He claimed that there were 7 million people waiting for an operation, and he said that if the nurses got more money, there would be less available to bring down the waiting list backlog. He said:
I don’t want to be taking money away from clearing the … backlog, which is what we would have to do, we’d have to take money away from patients waiting for operations to then fund additional pay.
And if everyone on the public sector were to get an increase in line with inflation, that would be costing £28bn at a time when the government has to get inflation under control, because that is the biggest factor in terms of people’s cost of living.
Both of the figures quoted by Barclay were misleading. It is not surprising that he claimed giving all public sector workers a pay rise in line with inflation would cost £28bn; although widely criticised by experts as misleading, it is an agreed figure ministers have been using. But Barclay also claimed the hospital waiting list figures show 7 million people are waiting for an operation, when journalists who cover these statistics are routinely told not to use that description. These are people waiting for an appointment related to treatment, and many of them won’t need an operation.

*-*-*

- [TASKS TO COMPLETE]:
1 – In the passage about Barclay's figures, what would cost £28bn?
2 – Please quote the passage about Barclay's figures from "He claimed that" up to and including "fund additional pay.".
The records that follow aren't needed for either task.

*-*-*

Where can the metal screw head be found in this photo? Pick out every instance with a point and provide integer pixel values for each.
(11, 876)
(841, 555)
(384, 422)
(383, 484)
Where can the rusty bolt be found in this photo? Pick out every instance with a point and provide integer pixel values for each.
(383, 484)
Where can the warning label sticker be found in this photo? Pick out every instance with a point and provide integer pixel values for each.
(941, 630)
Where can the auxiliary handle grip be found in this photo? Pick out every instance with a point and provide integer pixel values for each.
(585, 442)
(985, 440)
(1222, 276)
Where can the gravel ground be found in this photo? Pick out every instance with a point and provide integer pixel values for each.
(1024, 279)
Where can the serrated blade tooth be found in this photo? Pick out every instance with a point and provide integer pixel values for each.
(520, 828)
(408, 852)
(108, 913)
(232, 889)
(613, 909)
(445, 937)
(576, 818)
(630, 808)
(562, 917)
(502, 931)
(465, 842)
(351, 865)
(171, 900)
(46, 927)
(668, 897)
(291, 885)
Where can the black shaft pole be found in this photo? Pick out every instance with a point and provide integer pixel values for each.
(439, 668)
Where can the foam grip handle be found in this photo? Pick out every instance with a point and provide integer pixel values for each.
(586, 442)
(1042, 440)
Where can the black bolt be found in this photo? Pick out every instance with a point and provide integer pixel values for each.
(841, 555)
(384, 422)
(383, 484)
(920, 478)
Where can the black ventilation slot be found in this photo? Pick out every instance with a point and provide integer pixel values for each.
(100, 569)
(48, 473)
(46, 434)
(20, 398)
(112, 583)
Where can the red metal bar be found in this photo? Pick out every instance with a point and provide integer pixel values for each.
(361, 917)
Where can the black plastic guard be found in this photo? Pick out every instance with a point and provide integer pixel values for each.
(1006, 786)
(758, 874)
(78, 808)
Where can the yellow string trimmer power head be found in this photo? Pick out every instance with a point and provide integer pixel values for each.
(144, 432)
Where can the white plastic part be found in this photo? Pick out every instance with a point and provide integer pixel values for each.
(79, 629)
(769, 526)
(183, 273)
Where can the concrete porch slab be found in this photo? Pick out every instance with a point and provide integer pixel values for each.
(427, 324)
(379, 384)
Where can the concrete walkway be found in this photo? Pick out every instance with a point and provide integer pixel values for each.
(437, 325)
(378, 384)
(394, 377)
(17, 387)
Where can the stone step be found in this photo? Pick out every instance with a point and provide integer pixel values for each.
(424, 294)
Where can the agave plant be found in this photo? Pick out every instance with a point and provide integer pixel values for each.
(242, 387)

*-*-*

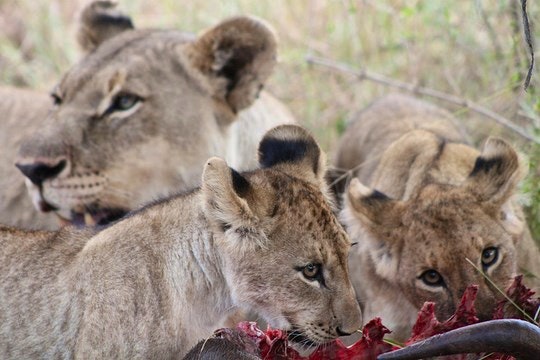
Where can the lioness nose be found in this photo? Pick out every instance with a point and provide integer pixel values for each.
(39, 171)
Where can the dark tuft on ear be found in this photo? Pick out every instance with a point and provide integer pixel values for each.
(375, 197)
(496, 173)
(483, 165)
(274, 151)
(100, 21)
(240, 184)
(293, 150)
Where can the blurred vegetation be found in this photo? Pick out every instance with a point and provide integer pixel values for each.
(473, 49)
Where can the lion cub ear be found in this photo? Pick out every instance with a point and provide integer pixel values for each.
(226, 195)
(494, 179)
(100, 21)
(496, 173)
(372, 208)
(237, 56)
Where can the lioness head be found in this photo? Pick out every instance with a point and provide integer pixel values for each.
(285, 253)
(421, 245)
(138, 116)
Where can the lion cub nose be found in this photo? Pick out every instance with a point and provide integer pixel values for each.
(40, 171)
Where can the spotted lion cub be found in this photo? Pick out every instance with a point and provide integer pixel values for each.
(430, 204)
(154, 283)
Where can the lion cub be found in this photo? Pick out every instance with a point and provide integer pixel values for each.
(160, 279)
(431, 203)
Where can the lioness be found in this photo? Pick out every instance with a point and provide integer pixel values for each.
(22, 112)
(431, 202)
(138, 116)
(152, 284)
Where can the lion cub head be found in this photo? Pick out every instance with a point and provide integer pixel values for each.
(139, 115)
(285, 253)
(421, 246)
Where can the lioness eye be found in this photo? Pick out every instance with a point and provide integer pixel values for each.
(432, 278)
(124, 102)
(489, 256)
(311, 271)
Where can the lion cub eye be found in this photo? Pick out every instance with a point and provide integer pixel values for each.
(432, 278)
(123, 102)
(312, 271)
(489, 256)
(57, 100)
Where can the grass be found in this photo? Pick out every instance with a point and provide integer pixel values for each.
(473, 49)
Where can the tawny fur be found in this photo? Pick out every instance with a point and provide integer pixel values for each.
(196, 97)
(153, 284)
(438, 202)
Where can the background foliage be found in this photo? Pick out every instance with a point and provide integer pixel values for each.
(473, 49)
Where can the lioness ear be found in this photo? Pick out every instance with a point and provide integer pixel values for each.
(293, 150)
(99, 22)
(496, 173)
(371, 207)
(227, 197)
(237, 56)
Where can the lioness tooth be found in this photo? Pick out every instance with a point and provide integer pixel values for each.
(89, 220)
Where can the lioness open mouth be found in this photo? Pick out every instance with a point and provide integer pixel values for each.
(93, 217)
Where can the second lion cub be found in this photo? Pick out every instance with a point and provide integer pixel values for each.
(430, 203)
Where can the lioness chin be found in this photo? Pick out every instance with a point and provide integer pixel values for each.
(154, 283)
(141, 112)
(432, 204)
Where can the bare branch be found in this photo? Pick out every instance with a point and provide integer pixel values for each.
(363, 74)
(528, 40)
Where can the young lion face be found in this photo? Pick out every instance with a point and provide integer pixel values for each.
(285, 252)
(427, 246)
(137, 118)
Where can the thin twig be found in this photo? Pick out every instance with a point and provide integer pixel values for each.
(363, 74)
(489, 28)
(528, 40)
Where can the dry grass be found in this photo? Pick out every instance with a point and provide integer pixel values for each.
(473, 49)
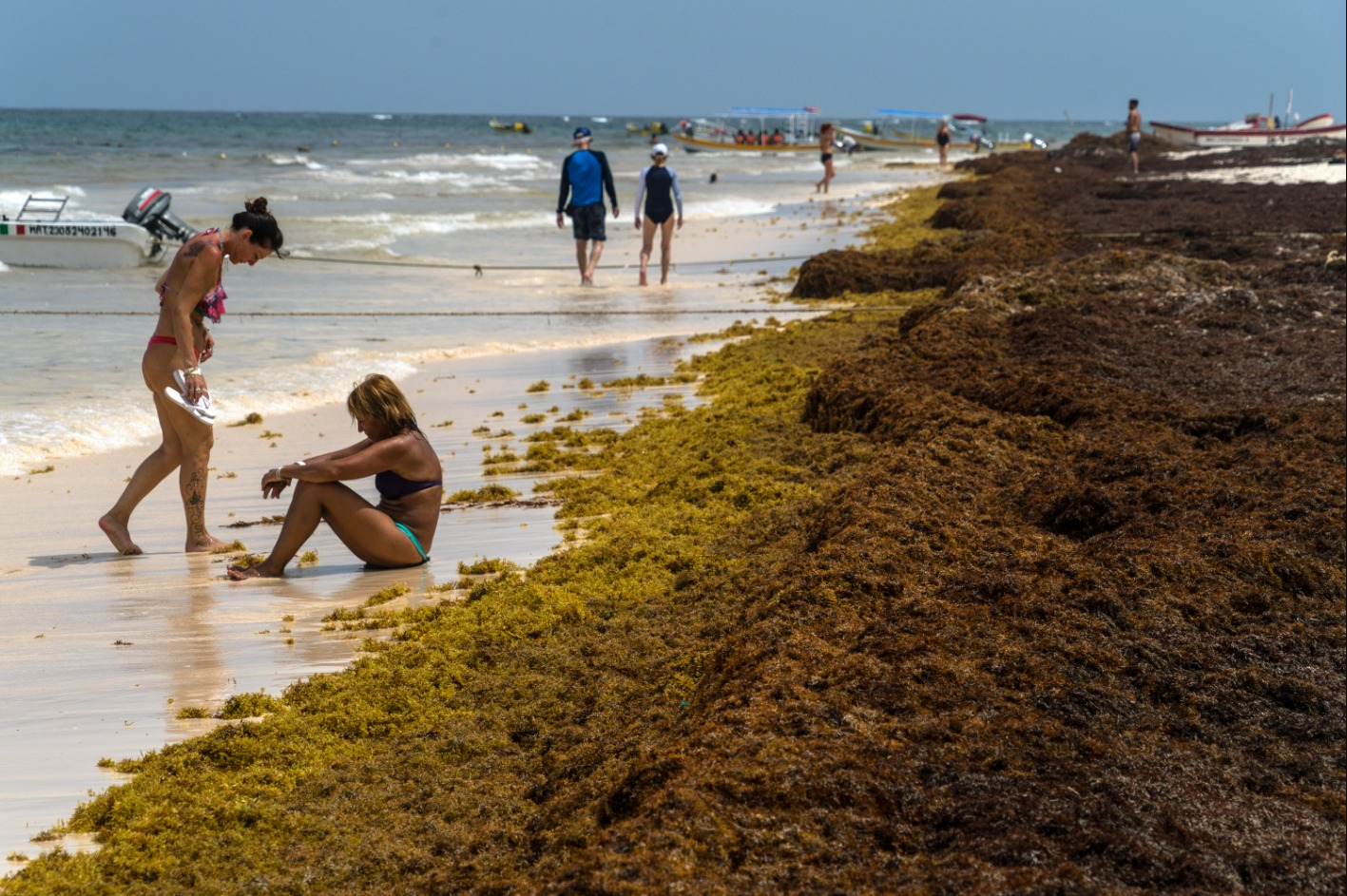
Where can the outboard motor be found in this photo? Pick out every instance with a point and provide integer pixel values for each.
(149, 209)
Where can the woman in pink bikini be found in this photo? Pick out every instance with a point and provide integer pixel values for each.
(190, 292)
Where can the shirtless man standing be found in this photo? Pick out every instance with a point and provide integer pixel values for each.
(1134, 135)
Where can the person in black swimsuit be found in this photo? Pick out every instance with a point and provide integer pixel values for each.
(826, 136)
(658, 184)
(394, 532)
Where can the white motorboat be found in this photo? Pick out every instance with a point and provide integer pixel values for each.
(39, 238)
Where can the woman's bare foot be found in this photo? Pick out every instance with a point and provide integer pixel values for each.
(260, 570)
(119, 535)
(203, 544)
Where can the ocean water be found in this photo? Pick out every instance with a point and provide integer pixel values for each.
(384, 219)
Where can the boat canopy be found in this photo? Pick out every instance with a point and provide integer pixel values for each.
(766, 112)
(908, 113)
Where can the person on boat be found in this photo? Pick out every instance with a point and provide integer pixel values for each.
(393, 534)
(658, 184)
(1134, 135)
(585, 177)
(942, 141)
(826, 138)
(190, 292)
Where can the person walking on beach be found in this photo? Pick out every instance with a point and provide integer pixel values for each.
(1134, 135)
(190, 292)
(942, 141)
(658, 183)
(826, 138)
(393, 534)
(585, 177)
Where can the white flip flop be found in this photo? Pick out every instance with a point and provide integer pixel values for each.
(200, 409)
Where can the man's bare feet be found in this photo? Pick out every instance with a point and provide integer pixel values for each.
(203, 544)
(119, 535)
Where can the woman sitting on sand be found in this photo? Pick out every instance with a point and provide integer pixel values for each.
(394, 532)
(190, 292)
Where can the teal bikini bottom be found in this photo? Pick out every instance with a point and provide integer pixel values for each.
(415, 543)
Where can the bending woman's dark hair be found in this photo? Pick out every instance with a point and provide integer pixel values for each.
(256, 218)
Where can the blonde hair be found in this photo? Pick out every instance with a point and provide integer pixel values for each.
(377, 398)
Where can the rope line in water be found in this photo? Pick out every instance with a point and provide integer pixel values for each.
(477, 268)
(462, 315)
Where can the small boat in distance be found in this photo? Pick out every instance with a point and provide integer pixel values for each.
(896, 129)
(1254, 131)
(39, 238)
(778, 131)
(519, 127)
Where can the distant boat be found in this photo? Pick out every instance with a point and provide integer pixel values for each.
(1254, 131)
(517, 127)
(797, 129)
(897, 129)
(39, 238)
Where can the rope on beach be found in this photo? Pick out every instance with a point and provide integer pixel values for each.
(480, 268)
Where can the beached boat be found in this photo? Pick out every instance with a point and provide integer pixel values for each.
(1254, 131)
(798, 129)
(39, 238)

*-*-*

- [EXERCISE ANSWERS]:
1 – Giving all public sector workers a pay rise in line with inflation.

2 –
He claimed that there were 7 million people waiting for an operation, and he said that if the nurses got more money, there would be less available to bring down the waiting list backlog. He said:
I don’t want to be taking money away from clearing the … backlog, which is what we would have to do, we’d have to take money away from patients waiting for operations to then fund additional pay.